- PROBLEM REQUIREMENTS -
Reproduce the entries exactly.

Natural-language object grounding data
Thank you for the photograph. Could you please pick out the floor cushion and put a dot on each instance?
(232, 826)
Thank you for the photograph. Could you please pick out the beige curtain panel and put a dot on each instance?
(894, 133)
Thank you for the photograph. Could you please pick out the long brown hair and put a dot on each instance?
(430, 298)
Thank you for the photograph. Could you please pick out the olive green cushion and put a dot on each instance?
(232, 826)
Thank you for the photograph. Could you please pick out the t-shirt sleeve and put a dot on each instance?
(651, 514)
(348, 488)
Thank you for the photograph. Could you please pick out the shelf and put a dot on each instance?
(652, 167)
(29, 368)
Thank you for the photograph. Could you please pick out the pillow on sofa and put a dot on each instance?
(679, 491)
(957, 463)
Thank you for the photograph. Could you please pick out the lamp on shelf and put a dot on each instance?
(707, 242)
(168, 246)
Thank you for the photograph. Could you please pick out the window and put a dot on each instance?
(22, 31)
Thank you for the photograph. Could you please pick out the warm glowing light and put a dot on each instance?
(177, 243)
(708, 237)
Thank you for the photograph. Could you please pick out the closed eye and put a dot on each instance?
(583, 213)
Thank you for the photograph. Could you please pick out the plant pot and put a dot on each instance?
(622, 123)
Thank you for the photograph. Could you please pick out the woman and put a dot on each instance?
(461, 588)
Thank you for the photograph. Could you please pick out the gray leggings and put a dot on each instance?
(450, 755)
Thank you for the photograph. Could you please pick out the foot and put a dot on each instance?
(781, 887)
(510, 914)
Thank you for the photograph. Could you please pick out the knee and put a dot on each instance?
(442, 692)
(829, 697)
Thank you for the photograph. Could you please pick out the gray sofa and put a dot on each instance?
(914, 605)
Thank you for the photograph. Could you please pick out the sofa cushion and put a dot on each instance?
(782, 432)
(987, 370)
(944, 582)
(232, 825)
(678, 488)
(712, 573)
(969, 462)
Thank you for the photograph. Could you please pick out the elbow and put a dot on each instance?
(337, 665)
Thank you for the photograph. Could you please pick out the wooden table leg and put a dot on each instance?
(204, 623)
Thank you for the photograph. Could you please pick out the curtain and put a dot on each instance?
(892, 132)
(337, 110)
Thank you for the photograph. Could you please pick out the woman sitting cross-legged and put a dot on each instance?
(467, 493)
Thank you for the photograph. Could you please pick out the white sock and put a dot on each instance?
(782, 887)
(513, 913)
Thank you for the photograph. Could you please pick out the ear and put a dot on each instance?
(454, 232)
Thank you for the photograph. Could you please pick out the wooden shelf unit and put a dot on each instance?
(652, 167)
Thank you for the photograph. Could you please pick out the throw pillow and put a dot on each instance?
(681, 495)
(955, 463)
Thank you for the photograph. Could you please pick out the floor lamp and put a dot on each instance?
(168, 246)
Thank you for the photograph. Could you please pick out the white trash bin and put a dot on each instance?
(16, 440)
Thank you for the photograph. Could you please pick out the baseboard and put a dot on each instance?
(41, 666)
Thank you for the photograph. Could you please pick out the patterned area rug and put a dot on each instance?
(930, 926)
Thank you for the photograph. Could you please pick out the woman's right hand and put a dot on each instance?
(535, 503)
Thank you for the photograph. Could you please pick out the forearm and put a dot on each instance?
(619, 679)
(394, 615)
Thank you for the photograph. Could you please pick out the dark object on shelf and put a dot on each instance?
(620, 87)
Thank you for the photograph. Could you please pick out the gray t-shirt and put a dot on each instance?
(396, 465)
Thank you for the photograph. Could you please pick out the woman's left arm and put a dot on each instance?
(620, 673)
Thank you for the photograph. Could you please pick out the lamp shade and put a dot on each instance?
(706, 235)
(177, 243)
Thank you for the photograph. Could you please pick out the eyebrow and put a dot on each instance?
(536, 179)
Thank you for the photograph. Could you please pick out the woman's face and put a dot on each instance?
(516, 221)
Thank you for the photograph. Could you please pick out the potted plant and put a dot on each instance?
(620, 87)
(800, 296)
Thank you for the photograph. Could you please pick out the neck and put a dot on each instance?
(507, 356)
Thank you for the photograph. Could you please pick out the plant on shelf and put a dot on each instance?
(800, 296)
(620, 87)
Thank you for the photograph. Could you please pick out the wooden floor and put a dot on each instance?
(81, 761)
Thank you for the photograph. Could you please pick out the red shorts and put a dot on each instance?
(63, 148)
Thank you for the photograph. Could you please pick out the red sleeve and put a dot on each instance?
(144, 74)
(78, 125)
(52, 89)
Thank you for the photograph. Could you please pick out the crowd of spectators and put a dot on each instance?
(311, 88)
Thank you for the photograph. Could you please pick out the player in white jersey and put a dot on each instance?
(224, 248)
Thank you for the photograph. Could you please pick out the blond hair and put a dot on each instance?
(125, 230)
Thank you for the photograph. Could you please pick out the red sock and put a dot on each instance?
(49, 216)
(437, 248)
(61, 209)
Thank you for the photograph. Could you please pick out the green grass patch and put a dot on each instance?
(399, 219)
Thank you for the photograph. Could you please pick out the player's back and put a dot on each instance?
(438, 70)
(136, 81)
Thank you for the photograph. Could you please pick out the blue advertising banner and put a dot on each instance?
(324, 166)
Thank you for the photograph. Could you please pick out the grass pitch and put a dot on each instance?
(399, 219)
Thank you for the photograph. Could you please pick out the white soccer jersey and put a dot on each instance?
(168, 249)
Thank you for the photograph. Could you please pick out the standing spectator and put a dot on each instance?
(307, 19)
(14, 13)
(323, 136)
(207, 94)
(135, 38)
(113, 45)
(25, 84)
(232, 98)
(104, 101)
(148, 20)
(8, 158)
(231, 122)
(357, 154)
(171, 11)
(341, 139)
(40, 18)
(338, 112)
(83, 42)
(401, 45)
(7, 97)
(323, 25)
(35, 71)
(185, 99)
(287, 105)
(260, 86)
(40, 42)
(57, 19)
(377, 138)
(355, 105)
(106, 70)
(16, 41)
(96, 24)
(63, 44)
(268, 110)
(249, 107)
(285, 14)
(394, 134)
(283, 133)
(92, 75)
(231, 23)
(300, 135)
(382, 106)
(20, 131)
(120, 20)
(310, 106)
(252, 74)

- OUTPUT OF THE EXERCISE -
Thank you for the photograph. Could you please pick out the floor cushion and put a dot on each instance?
(232, 826)
Thank you for the photograph. Could you please pick out the beige curtain panel and put a dot on each instance?
(894, 133)
Thank you for the photograph. Could you please pick out the long brown hair and put a dot on each instance?
(430, 298)
Thank you for the photograph. Could you please pick out the olive green cushion and put a dot on each instance?
(232, 826)
Thank you for the photograph. Could you please pick out the t-shirt sleeve and put a dot on each instance?
(651, 514)
(348, 488)
Thank you for the photograph. Could you please pick out the shelf and put a dot on each instance?
(652, 167)
(29, 368)
Thank you for the photograph. Could you please pick out the pillow on sofa and put a dot on each instance?
(679, 491)
(957, 463)
Thank you for the photograph. Could you please pick out the lamp on shelf and put a dot on each instance?
(707, 242)
(168, 246)
Thank you for the photograph. Could you please pick out the window and put a dot on each instance?
(22, 31)
Thank you for the photograph. Could you please pick out the warm glowing light and put a dot on each instance?
(177, 243)
(708, 237)
Thank you for the photograph. Could you please pick out the closed eye and put a dot on each instance?
(583, 213)
Thank you for the photograph. Could you please pick out the plant pot and put a dot on each instance?
(622, 123)
Thank you for the photograph. Could you please pick out the woman and put a dot on each instance?
(461, 588)
Thank you for the photograph. Could you please pick out the gray leggings and put a dot on each instance?
(450, 755)
Thank you for the photograph. Could you please pick out the foot and put a dot on each instance?
(781, 887)
(510, 914)
Thank you for the photograph. Could you please pick out the knee and put a dot on each instance?
(442, 692)
(829, 697)
Thank you for the photograph. Could you please pick out the gray sofa and put a dot on each instance?
(914, 605)
Thank you for the photograph. Could you please pick out the sofa cushion and put a dot on each instance?
(782, 432)
(987, 370)
(944, 582)
(232, 825)
(678, 488)
(712, 573)
(969, 462)
Thank you for the photograph. Could you please pick out the elbow and put a dot on each instance?
(337, 665)
Thank you for the photograph. Could you please pick out the wooden table leg and put a dot on each instance?
(204, 623)
Thank you for the photograph. Could you please pick out the curtain and put a dot on each instance?
(892, 132)
(337, 110)
Thank you for the photograph. Could you please pick out the woman sitting cross-legged and put a dot on each instance?
(467, 493)
Thank you for the photograph. Could you please pick out the white sock and put a dot on each instance?
(782, 887)
(513, 913)
Thank you for the photograph. Could you please pick out the ear and put a dot on each instance?
(454, 232)
Thank you for the photograph. Could you please pick out the wooden shelf unit and put a dot on each instance?
(652, 167)
Thank you for the photograph. Could you please pick out the throw pillow and put a dot on each instance?
(681, 495)
(955, 463)
Thank you for the photograph. Could you please pick out the floor lamp and put a dot on each instance?
(168, 246)
Thank you for the photograph. Could you please pick out the white trash bin and put a dot on each instance?
(16, 440)
Thank you for the photograph. Could you please pick out the baseboard and put a dot on each instance?
(41, 666)
Thank you for the photograph. Could you please pick out the patterned area rug and put a dot on each instance?
(930, 926)
Thank you for the photograph. Could you please pick out the woman's right hand and put a dot on each instance?
(535, 503)
Thank you for the photograph. Could you please pick out the forearm and put a dot on each instance?
(619, 679)
(394, 615)
Thank you for the photograph. Could you please pick out the dark object on shelf and put a dot on each instance?
(620, 87)
Thank you for the photograph. Could you please pick out the gray t-shirt and put a dot on each instance?
(396, 465)
Thank you for the photograph. Could you please pick out the woman's left arm and put a dot on each instance?
(620, 673)
Thank you for the photograph. Could you please pick out the lamp shade and put a dot on each instance?
(706, 235)
(177, 243)
Thank you for the photograph. Could you please pick out the eyebrow and put a dot on each instance?
(536, 179)
Thank you for the photograph. Could you please pick out the woman's face and put a dot on each instance?
(516, 221)
Thank you for the photograph. Could you please pick out the potted plant and put a dot on each instance?
(620, 87)
(800, 296)
Thank you for the photograph. Could you please pick out the neck and put a dot on each instance?
(507, 356)
Thank you for the photograph. Could you please pick out the plant on shelf and put a dot on each instance?
(800, 296)
(620, 87)
Thank you for the photograph. Could you please pick out the wooden floor and put a dot on each instance?
(81, 761)
Thank you for the photograph. Could you please pick out the red shorts and put a dot on each instance?
(63, 148)
Thank you for the photograph. Could you please pick out the red sleeve and put a dot on each instance?
(144, 74)
(78, 125)
(52, 89)
Thank you for the photograph. Could you please pick out the crowd of spectators and put a dot on each instance?
(311, 88)
Thank you for the photograph. Could you please pick out the player in white jersey and put a dot on each instance?
(224, 248)
Thank you for the photograph. Could you please pick out the blond hair and put a dot on each instance?
(125, 230)
Thank you for the photograph. Could you please pick out the red sock and put a dot on each instance?
(49, 216)
(437, 248)
(61, 209)
Thank you for the photograph. Could you please pick out the green grass patch and put a dot on each instance?
(399, 219)
Thank you for the photograph. Could you please pick out the player's back and put a dot on each instance?
(438, 70)
(136, 81)
Thank you for the photograph. Could you please pick out the blue advertising banner and put a dot on each instance?
(324, 166)
Thank you for the photograph. Could you please pick out the grass pitch and put a dot on each instance?
(399, 219)
Thank you for the photograph. Could you please pick out the white soccer jersey and put a dot on each instance?
(168, 249)
Thank you for the photograph. Could you please pick out the standing spectator and put a dot on each instance?
(307, 19)
(14, 13)
(323, 136)
(207, 94)
(135, 38)
(113, 45)
(25, 84)
(232, 98)
(104, 101)
(148, 20)
(8, 158)
(231, 122)
(357, 154)
(171, 11)
(341, 139)
(40, 18)
(338, 112)
(83, 42)
(401, 45)
(7, 97)
(323, 25)
(35, 71)
(185, 99)
(287, 105)
(260, 86)
(40, 42)
(57, 19)
(377, 138)
(355, 105)
(106, 70)
(16, 41)
(96, 24)
(63, 44)
(268, 110)
(249, 107)
(285, 14)
(394, 134)
(283, 133)
(92, 75)
(231, 23)
(300, 135)
(382, 106)
(20, 131)
(120, 20)
(310, 106)
(252, 74)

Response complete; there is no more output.